START Excerpted text

Chemo was more badass than he ever got a chance to be in the comics I read - because basically, he was a walking, faceless pot of pure cancer. He glowed green and bubbled, his effervescing insides barely contained by a thin plastic shell. His eyes were angry slits. He couldn't talk - but when he got mad, he could spew a stream of pure Love Canal at you, a slew of virulent compounds that would blister your flesh, cause your organs to erupt instantly into billowy, cauliflower-like bursts of tumors, and probably trip you out like fifteen doses of bad LSD at the same time. You would die bleeding and divorced from reality; the idea fascinated me.

Alas, the sort of ugly stuff that Chemo could do never took place in the Comics Code-approved books, so he always went up against guys like Superman and the Metal Men, who were immune to his ghastly charms. They'd wade through his vicious insides like it was Kool-Aid, making some minor comment about how deadly this would be to normal people. Still, I wondered: what was Chemo's substance like? Did it smell acrid and foul, like the scent of acid eating metal, or sharp and painful like a snootful of ammonia?

Sadly, I never knew... Until last night. That when I discovered that Dr. Pepper's Diet Berries and Cream was the very bowel movements of Chemo. And it was enough.

END Excerpted text

**Questions to answer:**
1. According to the piece about the comic villain Chemo, what barely contained his insides?
2. In the piece about Chemo, swap "shell" for "casing" and write out the passage again, beginning at the words "Chemo was more" and stopping after "idea fascinated me.".

START Information supplied

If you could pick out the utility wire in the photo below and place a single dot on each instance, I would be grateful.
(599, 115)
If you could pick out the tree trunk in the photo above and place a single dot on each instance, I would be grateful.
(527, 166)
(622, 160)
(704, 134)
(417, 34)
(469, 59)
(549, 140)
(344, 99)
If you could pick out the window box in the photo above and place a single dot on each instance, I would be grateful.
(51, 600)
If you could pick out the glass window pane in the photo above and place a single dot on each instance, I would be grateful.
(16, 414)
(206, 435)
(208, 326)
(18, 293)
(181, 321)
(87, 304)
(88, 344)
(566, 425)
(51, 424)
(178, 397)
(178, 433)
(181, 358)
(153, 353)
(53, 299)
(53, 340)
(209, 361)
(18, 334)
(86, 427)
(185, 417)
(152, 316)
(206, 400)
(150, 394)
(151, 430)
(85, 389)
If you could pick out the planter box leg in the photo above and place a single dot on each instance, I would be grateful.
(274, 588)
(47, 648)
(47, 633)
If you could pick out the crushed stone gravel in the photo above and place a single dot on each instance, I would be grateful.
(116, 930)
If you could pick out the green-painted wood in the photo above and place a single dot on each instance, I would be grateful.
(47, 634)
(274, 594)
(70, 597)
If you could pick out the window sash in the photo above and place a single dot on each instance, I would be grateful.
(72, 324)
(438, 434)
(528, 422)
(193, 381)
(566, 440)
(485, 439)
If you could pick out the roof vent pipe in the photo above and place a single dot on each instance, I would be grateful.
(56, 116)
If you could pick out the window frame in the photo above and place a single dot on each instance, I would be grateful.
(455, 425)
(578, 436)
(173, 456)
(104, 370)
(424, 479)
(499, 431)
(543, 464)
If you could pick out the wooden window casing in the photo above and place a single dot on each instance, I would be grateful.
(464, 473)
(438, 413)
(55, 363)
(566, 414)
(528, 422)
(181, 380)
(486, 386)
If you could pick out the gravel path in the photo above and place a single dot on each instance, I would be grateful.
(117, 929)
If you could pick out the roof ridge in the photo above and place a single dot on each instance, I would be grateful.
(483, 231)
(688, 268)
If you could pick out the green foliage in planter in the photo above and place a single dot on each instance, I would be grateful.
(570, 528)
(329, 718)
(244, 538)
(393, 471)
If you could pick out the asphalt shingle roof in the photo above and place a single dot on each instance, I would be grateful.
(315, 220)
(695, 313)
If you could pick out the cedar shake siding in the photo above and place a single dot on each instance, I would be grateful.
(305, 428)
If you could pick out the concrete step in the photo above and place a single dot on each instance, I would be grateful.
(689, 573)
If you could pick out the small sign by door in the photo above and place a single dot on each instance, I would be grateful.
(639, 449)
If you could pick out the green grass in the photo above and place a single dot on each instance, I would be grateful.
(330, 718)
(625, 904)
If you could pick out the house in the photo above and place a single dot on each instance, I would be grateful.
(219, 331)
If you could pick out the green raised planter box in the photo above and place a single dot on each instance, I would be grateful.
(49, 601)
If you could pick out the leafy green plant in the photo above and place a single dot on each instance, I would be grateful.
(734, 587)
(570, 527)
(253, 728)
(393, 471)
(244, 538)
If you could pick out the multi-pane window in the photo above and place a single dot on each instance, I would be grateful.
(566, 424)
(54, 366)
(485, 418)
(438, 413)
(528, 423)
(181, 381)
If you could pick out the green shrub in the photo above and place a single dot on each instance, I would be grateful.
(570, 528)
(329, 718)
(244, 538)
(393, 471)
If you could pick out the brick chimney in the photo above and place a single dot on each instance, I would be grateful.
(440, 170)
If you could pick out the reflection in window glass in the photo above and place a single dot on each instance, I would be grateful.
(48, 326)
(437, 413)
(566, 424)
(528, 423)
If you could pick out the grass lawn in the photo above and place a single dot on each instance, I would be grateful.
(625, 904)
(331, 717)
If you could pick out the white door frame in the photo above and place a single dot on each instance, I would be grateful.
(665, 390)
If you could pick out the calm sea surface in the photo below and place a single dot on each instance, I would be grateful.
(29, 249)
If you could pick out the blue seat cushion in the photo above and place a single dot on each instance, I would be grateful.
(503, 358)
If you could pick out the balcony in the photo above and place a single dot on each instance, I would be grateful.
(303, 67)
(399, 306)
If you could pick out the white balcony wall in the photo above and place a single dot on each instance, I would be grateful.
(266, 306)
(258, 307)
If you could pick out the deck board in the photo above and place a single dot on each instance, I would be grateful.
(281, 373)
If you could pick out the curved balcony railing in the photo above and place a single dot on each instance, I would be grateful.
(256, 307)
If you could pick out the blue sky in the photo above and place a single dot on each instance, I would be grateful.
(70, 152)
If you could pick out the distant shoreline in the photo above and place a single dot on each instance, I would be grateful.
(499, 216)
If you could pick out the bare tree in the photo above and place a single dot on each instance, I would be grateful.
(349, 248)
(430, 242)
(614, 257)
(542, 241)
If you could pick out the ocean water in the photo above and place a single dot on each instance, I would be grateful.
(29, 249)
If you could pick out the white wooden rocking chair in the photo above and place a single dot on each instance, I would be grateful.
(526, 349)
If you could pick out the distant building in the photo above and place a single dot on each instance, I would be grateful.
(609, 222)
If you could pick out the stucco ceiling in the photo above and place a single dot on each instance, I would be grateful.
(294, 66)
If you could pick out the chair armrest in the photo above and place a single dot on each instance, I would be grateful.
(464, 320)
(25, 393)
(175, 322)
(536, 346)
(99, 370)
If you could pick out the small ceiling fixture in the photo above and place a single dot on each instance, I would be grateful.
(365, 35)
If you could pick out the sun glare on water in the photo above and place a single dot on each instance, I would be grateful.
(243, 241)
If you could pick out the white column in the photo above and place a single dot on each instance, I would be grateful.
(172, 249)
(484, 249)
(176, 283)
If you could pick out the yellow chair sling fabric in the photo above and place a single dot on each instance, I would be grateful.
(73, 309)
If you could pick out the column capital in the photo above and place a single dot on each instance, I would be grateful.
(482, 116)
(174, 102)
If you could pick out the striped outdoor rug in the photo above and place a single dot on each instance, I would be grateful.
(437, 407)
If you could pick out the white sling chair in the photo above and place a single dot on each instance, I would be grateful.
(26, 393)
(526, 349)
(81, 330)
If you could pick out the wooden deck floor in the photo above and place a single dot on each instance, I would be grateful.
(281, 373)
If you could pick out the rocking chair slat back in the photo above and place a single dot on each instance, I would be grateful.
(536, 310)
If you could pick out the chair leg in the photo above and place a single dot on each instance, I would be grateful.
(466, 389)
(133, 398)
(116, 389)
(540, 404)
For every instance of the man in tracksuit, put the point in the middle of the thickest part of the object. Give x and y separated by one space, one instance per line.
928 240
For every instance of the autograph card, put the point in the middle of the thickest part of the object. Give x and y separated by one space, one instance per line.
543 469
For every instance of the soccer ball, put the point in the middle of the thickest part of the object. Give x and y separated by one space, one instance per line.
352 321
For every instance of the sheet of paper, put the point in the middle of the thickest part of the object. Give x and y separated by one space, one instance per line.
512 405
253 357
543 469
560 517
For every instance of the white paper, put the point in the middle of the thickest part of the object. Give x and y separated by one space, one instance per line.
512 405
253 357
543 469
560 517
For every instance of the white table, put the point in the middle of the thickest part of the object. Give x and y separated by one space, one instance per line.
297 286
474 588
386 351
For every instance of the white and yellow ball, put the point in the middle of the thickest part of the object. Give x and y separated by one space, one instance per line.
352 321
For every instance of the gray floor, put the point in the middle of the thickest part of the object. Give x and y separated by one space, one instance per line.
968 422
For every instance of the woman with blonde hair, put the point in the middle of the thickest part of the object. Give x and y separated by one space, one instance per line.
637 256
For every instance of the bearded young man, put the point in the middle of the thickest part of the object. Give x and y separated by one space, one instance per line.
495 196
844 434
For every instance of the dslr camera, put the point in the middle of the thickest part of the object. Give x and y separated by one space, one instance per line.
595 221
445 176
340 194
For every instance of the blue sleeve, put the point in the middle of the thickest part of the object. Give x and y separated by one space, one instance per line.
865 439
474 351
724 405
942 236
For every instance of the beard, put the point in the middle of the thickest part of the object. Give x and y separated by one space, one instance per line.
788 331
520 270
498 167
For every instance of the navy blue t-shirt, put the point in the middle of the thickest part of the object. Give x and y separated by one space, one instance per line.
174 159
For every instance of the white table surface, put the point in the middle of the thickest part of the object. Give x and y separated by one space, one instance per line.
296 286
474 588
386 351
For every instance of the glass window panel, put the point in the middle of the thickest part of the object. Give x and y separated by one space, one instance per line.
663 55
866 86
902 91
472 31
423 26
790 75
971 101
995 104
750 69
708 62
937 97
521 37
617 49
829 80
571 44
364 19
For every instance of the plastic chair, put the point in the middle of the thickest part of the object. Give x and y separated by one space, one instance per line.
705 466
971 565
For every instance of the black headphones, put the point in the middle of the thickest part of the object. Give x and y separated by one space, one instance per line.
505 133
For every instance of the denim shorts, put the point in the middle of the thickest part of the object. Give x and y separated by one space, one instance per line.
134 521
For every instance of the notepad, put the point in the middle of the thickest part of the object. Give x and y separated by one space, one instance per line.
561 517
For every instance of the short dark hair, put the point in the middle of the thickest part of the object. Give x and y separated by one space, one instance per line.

END Information supplied

**Solved tasks:**
1. A thin plastic shell.

2.
Chemo was more badass than he ever got a chance to be in the comics I read - because basically, he was a walking, faceless pot of pure cancer. He glowed green and bubbled, his effervescing insides barely contained by a thin plastic casing. His eyes were angry slits. He couldn't talk - but when he got mad, he could spew a stream of pure Love Canal at you, a slew of virulent compounds that would blister your flesh, cause your organs to erupt instantly into billowy, cauliflower-like bursts of tumors, and probably trip you out like fifteen doses of bad LSD at the same time. You would die bleeding and divorced from reality; the idea fascinated me.